Objectives:
(A) Count the lines of the records that contain the word "hillside", and give only the number.
(B) Extend the post about Weissenberg's recording of Schumann's Carnaval, picking up after its final sentence.

Extracted text:
• • • •
# Schumann - Carnaval - Weissenberg



## Ukko (Jun 4, 2010)

Schumann's Carnaval, Op.9, has been performed in recital and recorded on disc by 'most everybody who is anybody' in the upper echelon pianist category. Like most of Schumann's music the work has layers of 'meaning', and so is amenable to quite differing interpretations. One of the most distinctive _there are dark depths_ interpretations was recorded by Weissenberg for EMI in 1967 or 1968 (the Angel release is from 1968). I have the LP, and listened to my transfer of it again last evening. From the first bars on, the gaiety one associates with a day at the carnaval (sticking with the title spelling) has something dark at the heart of it. The gradual recognition that 'all is not well', common to many excellent performances, is gradual here too, except that the hint shows up immediately. You might think that this would detract from the total effect of the music, but for me at least that is not the case - here it only makes room for things to get darker than those other pianists get.
• • • •
Supplied data:
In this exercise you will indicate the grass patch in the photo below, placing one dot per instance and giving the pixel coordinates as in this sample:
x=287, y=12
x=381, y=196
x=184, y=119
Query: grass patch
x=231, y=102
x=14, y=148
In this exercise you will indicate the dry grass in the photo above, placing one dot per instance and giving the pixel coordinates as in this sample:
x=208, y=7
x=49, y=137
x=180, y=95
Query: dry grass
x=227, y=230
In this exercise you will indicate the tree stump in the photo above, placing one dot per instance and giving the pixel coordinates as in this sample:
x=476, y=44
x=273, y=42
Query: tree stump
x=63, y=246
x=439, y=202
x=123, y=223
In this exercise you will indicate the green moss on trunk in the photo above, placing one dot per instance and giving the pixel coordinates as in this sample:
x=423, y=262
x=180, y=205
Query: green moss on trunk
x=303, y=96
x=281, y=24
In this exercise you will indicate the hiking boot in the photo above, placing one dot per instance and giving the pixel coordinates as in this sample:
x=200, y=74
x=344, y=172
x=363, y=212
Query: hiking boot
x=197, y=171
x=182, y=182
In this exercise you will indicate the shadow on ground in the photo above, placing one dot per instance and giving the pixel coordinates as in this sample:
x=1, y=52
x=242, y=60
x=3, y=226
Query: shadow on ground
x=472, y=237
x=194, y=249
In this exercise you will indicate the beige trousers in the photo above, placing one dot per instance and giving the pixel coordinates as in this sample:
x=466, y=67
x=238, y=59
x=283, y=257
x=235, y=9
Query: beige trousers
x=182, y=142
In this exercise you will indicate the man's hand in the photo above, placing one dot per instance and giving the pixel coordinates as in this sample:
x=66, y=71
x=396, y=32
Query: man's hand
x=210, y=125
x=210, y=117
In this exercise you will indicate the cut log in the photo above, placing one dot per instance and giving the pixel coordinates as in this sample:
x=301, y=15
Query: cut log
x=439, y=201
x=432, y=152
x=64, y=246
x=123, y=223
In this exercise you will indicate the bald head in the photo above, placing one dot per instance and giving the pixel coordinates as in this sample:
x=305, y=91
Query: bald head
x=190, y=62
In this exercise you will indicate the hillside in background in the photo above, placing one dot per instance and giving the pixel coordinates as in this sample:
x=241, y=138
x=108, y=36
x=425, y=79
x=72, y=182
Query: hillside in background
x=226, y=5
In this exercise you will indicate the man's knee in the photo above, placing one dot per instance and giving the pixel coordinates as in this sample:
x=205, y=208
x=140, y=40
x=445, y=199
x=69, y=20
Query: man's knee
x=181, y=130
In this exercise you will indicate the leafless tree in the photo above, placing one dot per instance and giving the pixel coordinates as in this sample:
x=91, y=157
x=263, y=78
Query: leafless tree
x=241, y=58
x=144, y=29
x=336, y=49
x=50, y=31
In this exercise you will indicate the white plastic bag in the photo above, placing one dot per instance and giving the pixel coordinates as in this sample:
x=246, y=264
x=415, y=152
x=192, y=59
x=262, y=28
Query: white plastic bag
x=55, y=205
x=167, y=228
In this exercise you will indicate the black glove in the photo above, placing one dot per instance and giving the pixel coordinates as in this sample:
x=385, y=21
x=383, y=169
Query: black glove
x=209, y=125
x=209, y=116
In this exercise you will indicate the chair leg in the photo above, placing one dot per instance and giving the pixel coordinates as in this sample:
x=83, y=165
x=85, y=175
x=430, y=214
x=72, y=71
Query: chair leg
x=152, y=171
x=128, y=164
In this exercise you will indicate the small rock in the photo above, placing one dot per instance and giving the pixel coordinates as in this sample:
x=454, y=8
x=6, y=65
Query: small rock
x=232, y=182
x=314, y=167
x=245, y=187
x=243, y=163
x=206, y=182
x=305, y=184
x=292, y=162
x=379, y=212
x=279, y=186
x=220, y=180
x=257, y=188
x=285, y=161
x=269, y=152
• • • •
Task responses:
(A) 2

(B)
I have been pawing over the Internet on and off this morning, and can't find evidence of the performance on CD. The LP is listed here and there - it's Angel S-36552 - but that doesn't do many people much good. I hope it's on YouTube, even though I'm not convinced that the YouTube environment is the best listening place.

I debated for awhile the advisability of posting this information without the availability of a CD, it can be considered a kind of I've-got-it-you-ain't thing. My annoyance and regret that the CD isn't available has overpowered my innate empathy.

:tiphat:


----------



## Mandryka (Feb 22, 2013)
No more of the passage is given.